Provided passage:
In 2017 I published an article about my quest to be a “full-stack freelancer.”

Instead of having only one highly specialized skill to offer – such as copywriting, coding, graphic design, or photography – I wanted to build a portfolio of income streams. In order to do that, I knew that I needed to invest my time in creating products that could stand on their own and serve people without me needing to be there all the time.

By the time I was able to make a living as a full-stack freelancer in 2018, I was already starting to experience the downside: feeling isolated and alone working on my own so much of the time. I also saw that while I could make a fine living for myself, the scale and impact of each individual thing I was doing was limited as long as my time and attention were split in so many directions.

In 2019 I made my first move to expand from a solo freelancer career to a full-fledged education business. I partnered with David Perell to create Write of Passage, an online course on how to get started writing online. It was meant to be a one-time collaboration, but since then it’s grown into a long-term partnership. We each hired a full-time assistant to free up our time for creative work. We jointly hired our first Course Manager, who would focus exclusively on delivering our two courses. And recently we hired a Director of Course Operations to help us continue streamlining and scaling them.

I now think of what we are building as a “Full-Stack Education Company.” Instead of delivering education through a single channel, such as in-person classes or books, we provide a full spectrum of educational content and experiences that mirror and reinforce each other. We educate our customers at every stage of our “funnel,” not just the few who make it to the bottom.

Dataset:
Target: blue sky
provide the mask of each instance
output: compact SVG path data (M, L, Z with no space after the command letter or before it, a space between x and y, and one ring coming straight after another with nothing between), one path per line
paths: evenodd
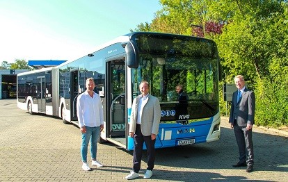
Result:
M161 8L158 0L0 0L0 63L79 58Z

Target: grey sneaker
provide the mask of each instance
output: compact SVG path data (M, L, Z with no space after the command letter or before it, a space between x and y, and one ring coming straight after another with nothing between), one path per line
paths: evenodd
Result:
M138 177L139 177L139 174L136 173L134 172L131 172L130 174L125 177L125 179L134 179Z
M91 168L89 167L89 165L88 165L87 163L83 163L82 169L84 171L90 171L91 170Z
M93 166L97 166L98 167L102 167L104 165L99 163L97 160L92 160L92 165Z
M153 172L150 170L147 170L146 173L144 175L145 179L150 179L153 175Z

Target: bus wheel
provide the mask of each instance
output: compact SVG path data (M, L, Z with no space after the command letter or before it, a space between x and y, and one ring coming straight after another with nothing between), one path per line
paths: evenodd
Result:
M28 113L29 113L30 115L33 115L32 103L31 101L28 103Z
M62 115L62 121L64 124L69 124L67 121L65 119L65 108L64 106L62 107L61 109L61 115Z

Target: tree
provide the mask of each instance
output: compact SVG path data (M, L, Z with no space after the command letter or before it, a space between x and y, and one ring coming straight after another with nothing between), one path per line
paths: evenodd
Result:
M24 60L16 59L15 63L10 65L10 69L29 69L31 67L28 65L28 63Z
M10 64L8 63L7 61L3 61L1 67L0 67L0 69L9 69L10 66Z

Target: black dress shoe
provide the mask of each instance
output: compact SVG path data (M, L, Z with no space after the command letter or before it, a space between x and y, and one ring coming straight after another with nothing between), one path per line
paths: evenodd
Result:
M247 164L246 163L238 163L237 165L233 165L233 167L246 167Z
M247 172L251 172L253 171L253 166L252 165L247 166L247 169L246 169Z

Set problem A: In the essay on full-stack freelancing, reproduce word for word the text from "Instead of having" up to and including "all the time.".
Set problem B: According to the essay on full-stack freelancing, what online course did the writer create with David Perell?
The records have no connection to the essay on full-stack freelancing.

Correct answer A:
Instead of having only one highly specialized skill to offer – such as copywriting, coding, graphic design, or photography – I wanted to build a portfolio of income streams. In order to do that, I knew that I needed to invest my time in creating products that could stand on their own and serve people without me needing to be there all the time.

Correct answer B: Write of Passage, an online course on how to get started writing online.